BEGIN Records for this task
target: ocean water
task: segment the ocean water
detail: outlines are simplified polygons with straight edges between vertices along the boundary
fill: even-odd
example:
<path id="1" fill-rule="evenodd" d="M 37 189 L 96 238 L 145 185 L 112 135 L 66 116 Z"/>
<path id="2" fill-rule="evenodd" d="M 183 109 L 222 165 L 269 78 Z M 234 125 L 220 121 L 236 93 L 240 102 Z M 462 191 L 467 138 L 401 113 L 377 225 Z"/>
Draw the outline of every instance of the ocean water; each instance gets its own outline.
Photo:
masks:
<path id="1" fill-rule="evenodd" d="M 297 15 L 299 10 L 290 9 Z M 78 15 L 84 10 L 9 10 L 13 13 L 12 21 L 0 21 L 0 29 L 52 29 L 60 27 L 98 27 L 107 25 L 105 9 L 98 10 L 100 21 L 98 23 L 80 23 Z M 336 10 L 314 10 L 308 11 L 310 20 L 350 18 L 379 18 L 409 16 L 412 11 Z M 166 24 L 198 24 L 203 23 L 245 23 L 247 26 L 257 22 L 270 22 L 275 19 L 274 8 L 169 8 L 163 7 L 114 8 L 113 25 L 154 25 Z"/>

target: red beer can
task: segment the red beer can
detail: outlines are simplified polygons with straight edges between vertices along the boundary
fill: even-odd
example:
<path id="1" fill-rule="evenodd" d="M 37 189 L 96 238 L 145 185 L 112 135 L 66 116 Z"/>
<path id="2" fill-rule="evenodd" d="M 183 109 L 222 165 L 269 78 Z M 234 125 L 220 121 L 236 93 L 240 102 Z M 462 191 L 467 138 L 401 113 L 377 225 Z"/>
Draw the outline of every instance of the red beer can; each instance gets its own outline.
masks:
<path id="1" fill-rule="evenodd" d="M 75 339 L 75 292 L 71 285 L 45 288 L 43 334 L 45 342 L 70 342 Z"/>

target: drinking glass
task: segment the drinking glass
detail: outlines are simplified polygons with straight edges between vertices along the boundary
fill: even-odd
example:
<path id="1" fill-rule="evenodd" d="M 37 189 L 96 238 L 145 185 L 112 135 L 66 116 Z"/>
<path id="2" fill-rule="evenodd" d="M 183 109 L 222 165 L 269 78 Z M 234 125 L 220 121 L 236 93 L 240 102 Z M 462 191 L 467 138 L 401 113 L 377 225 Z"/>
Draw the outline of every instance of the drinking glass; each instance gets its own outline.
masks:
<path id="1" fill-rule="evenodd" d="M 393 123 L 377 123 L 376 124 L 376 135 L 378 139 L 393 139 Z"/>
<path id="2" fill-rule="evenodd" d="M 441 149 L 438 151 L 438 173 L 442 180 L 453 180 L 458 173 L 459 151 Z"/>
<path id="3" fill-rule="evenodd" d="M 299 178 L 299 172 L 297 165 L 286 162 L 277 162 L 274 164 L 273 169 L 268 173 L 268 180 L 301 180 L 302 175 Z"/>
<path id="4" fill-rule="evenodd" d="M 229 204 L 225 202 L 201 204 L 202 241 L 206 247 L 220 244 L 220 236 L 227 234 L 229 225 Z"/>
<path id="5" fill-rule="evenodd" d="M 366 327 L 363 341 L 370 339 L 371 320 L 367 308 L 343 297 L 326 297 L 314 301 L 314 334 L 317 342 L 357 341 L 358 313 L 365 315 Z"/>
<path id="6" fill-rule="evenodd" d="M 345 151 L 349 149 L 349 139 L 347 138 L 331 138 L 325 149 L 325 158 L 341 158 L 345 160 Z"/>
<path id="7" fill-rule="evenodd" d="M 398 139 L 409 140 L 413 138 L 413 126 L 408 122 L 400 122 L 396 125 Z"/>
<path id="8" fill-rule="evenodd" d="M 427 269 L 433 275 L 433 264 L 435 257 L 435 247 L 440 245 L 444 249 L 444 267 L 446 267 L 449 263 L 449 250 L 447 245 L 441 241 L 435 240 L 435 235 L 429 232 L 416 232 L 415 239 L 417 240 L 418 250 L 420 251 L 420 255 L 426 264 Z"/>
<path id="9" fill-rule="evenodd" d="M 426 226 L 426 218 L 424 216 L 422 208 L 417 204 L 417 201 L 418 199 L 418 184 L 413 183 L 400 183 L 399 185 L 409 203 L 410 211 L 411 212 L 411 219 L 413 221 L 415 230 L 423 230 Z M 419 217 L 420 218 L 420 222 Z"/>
END Records for this task
Convert the records from the line containing "target: red beer can" through the line containing "75 339 L 75", both included, into a Markdown table with the columns No. and Entry. Give each non-blank line its own row, numbered in order.

# [Worked answer]
| No. | Entry |
|---|---|
| 1 | target: red beer can |
| 2 | task: segment the red beer can |
| 3 | detail: outlines are simplified polygons with straight edges between vertices along the boundary |
| 4 | fill: even-odd |
| 5 | example: |
| 6 | <path id="1" fill-rule="evenodd" d="M 37 189 L 96 238 L 145 185 L 112 135 L 66 116 Z"/> |
| 7 | <path id="2" fill-rule="evenodd" d="M 183 109 L 222 165 L 269 78 Z M 234 125 L 220 121 L 236 93 L 240 102 Z M 462 191 L 467 138 L 401 113 L 377 225 Z"/> |
| 8 | Draw the outline of every instance of the red beer can; each instance gets its own outline. |
| 9 | masks: |
| 10 | <path id="1" fill-rule="evenodd" d="M 75 339 L 75 292 L 71 285 L 45 288 L 43 334 L 45 342 L 70 342 Z"/> |